Selected excerpt Block Start

Figure 1: All Collisions and Derailments on Raitrack Infrastructure
Figure 2: All SPADs and Two Categories of Severe SPADs

Recent Events

In October 2000 and during Lord Cullen's inquiry, a high-speed derailment caused by a broken rail occurred at Hatfield on the East Coast Main Line north of London, leading to four deaths and many injuries. The rail had suffered serious damage due to rolling-contact fatigue; it had been identified for replacement but had not been changed and other controls required by the Standards had not been imposed. An immediate examination of the network revealed unexpected levels of rolling-contact fatigue (and its associated damage symptoms, gauge corner cracking and head checking) at many other locations. The Railtrack management, battered by media, government and regulatory pressure, and faced with yet more criticism of its control of contractors, reacted with panic. It imposed emergency speed limits as low as 20 mph (32 km/h) at rolling contact fatigue sites all across the network, including on 200 km/h lines. Journey times became extended to a completely unacceptable degree and the timetable collapsed. The network was crippled, and to some degree, has still not fully recovered more than 2 years later. Mr Gerald Corbett, Railtrack's high-profile Chief Executive, resigned a few weeks after Hatfield. An emergency programme was initiated to replace rails, switches and crossings. It went on for many months and the costs and associated commercial penalties to operators for the resultant disruption drove Railtrack to declare a heavy loss in fiscal 2000–01.
The cries of ‘profits before safety’ were heard yet again. The public inquiries into Ladbroke Grove were still being held at the time of Hatfield. Prior to his resignation, Mr Corbett was due to give evidence and was subjected to heavy pressure regarding the balance between performance and safety. It was suggested that part of the reason for the Hatfield derailment was that the high penalties associated with delays or unplanned repair work had made Railtrack and its contractors reluctant to do essential work if it would disrupt train operations. Railtrack had been running a major delay-minute reduction campaign and it was said that the high profile of this campaign had drowned out the safety message. Although others made the point that good performance and safety are not incompatible (quoting Japan as evidence that both can be achieved simultaneously), the impression was certainly left that the drive for performance had produced a mind-set where the focus was on improving performance and that safety had been seen as secondary because it was already OK. In other words, complacency about safety had set in for some people at least.
The subsequent independent investigation into why there had been a significant increase in rolling-contact fatigue on Railtrack's network emphasized the degree to which this was a system issue, outside the control of any one of the players in the privatized industry. It had much to do with introduction of new rolling stock with better ride characteristics that reduced track wear but allowed fatigue to develop as a result. However, Railtrack's reaction and its already poor reputation acquired from prior events meant that it took the blame. The last straw came when, in an attempt to maintain at least some friends (in the financial institutions), Railtrack paid a 2000–01 dividend to its shareholders despite heavy losses and while asking for more government money. An infuriated government used its powers under the Railways Act to put Railtrack into Railway Administration in October 2001. A year later it was bought out of administration by Network Rail, a not-for-profit company established with government support. Few mourned Railtrack's demise and little recognition is given to the many problems it inherited or the things it did achieve (such as the complete refurbishment of Britain's previously crumbling large Victorian stations). Hopefully, Network Rail will succeed because it has the political support that Railtrack never had.

Selected excerpt Block End
Data Block Start

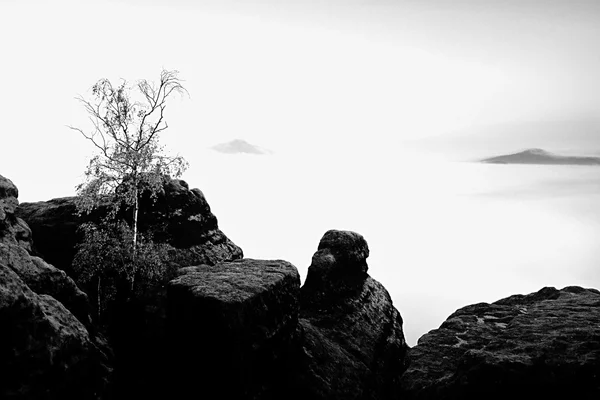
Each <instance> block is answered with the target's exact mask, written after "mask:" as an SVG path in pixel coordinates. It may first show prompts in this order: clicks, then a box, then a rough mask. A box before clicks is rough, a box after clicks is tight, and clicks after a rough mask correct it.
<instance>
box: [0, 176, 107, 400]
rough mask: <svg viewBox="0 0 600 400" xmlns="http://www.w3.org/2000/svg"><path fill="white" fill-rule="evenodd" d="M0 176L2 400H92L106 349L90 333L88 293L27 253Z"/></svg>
mask: <svg viewBox="0 0 600 400" xmlns="http://www.w3.org/2000/svg"><path fill="white" fill-rule="evenodd" d="M17 196H18V191H17V189H16V187H15V186H14V184H13V183H12V182H11V181H10V180H8V179H6V178H4V177H2V176H0V327H1V329H0V376H1V377H2V378H1V379H0V398H3V399H4V398H6V399H23V398H26V399H64V398H80V399H98V398H103V397H105V396H106V395H107V394H108V390H109V389H108V387H109V382H110V376H111V367H110V357H111V355H110V349H109V348H108V346H107V345H106V343H105V342H104V341H103V339H101V338H100V337H99V336H97V335H96V334H95V333H94V332H93V331H92V330H90V328H91V321H90V317H89V307H88V301H87V296H86V295H85V293H83V292H82V291H80V290H79V289H78V288H77V286H76V285H75V283H74V282H73V281H72V280H71V279H70V278H68V277H67V276H66V274H65V273H64V272H63V271H60V270H58V269H56V268H54V267H53V266H52V265H49V264H47V263H46V262H44V261H43V260H42V259H40V258H38V257H32V256H30V255H29V253H28V250H31V243H32V241H31V231H30V230H29V228H28V226H27V224H25V223H24V222H23V221H22V220H20V219H19V218H17V217H16V216H15V214H14V212H15V209H16V207H17V205H18V200H17Z"/></svg>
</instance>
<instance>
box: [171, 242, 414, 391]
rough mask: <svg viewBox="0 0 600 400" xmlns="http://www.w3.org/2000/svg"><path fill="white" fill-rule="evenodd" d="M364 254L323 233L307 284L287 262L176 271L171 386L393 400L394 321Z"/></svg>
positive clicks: (245, 259)
mask: <svg viewBox="0 0 600 400" xmlns="http://www.w3.org/2000/svg"><path fill="white" fill-rule="evenodd" d="M368 254H369V249H368V247H367V243H366V242H365V240H364V238H363V237H362V236H360V235H359V234H356V233H353V232H343V231H329V232H327V233H326V234H325V235H324V236H323V239H322V240H321V243H320V245H319V250H318V251H317V253H316V254H315V256H314V257H313V263H312V265H311V267H310V269H309V272H308V277H307V280H306V284H305V286H304V287H303V288H302V289H300V287H299V285H300V280H299V276H298V272H297V270H296V268H295V267H294V266H292V265H291V264H289V263H287V262H285V261H280V260H277V261H264V260H251V259H243V260H238V261H234V262H225V263H220V264H217V265H215V266H196V267H188V268H183V269H181V270H180V276H179V277H177V278H176V279H174V280H173V281H171V282H170V284H169V289H168V300H169V308H168V330H169V337H170V338H171V339H170V341H169V343H170V344H171V349H170V353H171V354H173V355H174V358H172V359H171V361H170V364H169V365H171V366H173V367H172V371H171V372H172V374H173V375H174V377H175V378H174V379H173V382H174V383H173V385H171V386H172V387H177V388H178V389H179V392H178V395H180V396H186V395H190V394H192V393H193V394H197V395H198V396H201V395H207V393H209V392H207V391H210V392H212V393H217V394H218V396H216V397H215V398H239V399H261V400H264V399H282V398H286V399H298V400H300V399H317V400H318V399H395V398H396V396H397V394H398V383H399V377H400V375H401V374H402V372H403V371H404V370H405V369H406V367H407V365H408V359H407V358H406V352H407V348H408V347H407V345H406V343H405V341H404V335H403V332H402V318H401V317H400V314H399V313H398V311H397V310H396V309H395V308H394V307H393V305H392V301H391V299H390V296H389V294H388V293H387V291H386V290H385V289H384V288H383V286H381V284H379V283H378V282H376V281H375V280H373V279H372V278H370V277H369V276H368V274H367V264H366V258H367V256H368Z"/></svg>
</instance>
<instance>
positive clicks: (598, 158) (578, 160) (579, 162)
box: [481, 149, 600, 165]
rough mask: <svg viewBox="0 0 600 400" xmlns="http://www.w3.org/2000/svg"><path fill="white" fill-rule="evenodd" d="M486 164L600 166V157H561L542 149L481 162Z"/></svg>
mask: <svg viewBox="0 0 600 400" xmlns="http://www.w3.org/2000/svg"><path fill="white" fill-rule="evenodd" d="M481 162H483V163H488V164H552V165H600V157H591V156H562V155H558V154H554V153H550V152H548V151H546V150H542V149H527V150H524V151H521V152H519V153H514V154H507V155H502V156H497V157H491V158H485V159H483V160H481Z"/></svg>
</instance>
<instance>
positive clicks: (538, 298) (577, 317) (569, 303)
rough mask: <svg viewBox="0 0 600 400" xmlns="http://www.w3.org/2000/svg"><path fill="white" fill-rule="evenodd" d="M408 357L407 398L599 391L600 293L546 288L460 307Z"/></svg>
mask: <svg viewBox="0 0 600 400" xmlns="http://www.w3.org/2000/svg"><path fill="white" fill-rule="evenodd" d="M410 356H411V365H410V368H409V369H408V370H407V371H406V372H405V373H404V375H403V377H402V386H403V389H404V390H405V393H404V394H405V396H403V398H407V399H538V398H540V399H597V398H600V292H598V291H597V290H595V289H582V288H580V287H566V288H564V289H562V290H557V289H555V288H550V287H546V288H544V289H542V290H540V291H539V292H537V293H532V294H529V295H526V296H523V295H516V296H511V297H508V298H506V299H502V300H499V301H497V302H495V303H492V304H487V303H480V304H474V305H471V306H467V307H464V308H461V309H459V310H458V311H456V312H455V313H454V314H452V315H451V316H450V317H448V319H447V320H446V321H445V322H444V323H443V324H442V325H441V326H440V328H439V329H436V330H433V331H431V332H429V333H427V334H425V335H424V336H423V337H421V338H420V339H419V342H418V345H417V346H415V347H413V348H412V349H411V351H410Z"/></svg>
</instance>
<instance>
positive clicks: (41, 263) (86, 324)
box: [0, 243, 92, 328]
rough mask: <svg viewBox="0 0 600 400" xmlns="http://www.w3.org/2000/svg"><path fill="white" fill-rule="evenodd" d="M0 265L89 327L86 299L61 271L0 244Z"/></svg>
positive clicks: (86, 302)
mask: <svg viewBox="0 0 600 400" xmlns="http://www.w3.org/2000/svg"><path fill="white" fill-rule="evenodd" d="M0 262H2V263H4V264H5V265H6V266H7V267H9V268H11V269H12V270H13V271H14V272H16V273H17V275H19V277H20V278H21V279H22V280H23V281H24V282H25V283H26V284H27V286H29V288H31V289H32V290H33V291H35V292H36V293H37V294H47V295H50V296H52V297H54V298H55V299H56V300H58V301H60V302H61V303H62V304H63V305H64V306H65V307H66V308H67V309H68V310H69V311H71V312H72V313H73V315H75V317H76V318H77V319H78V320H79V321H80V322H81V323H82V324H83V325H85V326H86V327H87V328H91V326H92V321H91V317H90V305H89V301H88V296H87V295H86V294H85V293H84V292H83V291H81V290H80V289H79V288H78V287H77V285H76V284H75V282H73V280H72V279H71V278H69V277H68V276H67V274H66V273H65V272H64V271H61V270H59V269H58V268H55V267H53V266H52V265H50V264H47V263H46V262H45V261H44V260H42V259H41V258H39V257H35V256H30V255H29V254H28V253H27V251H25V249H23V248H22V247H19V246H16V245H12V244H4V243H0Z"/></svg>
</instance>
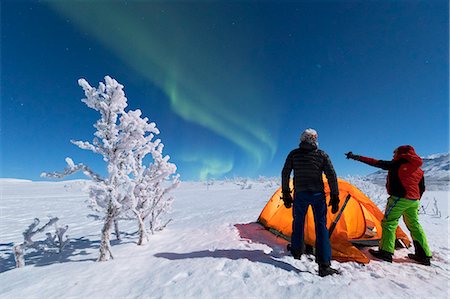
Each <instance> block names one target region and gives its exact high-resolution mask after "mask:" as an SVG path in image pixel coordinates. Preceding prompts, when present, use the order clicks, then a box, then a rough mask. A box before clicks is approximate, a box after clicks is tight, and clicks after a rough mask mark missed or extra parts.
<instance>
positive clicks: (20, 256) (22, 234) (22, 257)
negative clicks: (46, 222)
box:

Data Block End

Please answer from the Railtrack passage: which company bought Railtrack out of administration?

◆ **Task output**
Network Rail, a not-for-profit company established with government support.